## MATERIAL SUPPLIED
################

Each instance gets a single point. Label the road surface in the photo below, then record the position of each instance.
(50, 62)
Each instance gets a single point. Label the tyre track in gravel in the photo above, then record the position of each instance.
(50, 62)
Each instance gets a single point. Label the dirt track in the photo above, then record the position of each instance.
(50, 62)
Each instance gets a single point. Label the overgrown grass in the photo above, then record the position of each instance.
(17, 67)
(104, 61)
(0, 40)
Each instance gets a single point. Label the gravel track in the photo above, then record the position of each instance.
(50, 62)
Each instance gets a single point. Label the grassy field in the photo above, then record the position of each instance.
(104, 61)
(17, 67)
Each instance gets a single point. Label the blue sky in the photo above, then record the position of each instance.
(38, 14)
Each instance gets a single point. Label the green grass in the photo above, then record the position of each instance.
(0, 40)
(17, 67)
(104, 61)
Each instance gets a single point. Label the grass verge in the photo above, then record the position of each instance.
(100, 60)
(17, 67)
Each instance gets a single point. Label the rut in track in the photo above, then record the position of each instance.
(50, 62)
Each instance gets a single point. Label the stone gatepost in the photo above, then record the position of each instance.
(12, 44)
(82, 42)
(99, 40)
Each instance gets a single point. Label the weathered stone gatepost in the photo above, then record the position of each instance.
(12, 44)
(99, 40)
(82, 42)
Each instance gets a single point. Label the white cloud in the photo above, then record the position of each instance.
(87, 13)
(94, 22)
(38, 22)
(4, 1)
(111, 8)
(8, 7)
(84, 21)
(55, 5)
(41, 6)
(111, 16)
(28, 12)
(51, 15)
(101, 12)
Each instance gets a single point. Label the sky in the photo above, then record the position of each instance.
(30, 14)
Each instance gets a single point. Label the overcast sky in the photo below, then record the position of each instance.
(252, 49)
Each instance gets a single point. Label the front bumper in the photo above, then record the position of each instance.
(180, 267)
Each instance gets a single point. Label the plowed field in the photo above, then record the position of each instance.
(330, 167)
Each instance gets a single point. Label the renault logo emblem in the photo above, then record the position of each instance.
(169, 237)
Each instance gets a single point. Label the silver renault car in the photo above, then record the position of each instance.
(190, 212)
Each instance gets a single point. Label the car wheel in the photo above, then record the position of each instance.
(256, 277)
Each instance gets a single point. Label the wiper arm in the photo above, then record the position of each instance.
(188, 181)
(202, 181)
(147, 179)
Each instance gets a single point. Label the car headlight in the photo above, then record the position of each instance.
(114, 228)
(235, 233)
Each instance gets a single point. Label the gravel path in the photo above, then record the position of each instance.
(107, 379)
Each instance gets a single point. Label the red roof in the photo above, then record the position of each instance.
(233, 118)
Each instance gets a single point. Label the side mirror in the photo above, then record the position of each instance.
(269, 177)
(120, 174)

################

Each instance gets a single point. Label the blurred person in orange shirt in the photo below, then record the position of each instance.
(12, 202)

################

## DO THIS
Pull out every line of the listing above that contains the word "field".

## RESPONSE TO THE TASK
Each instance gets a single point. Label the grassy field in the photo above, then record the position of each instance.
Each instance gets a single point. Label the plowed field in the photo above, then record the position of each instance.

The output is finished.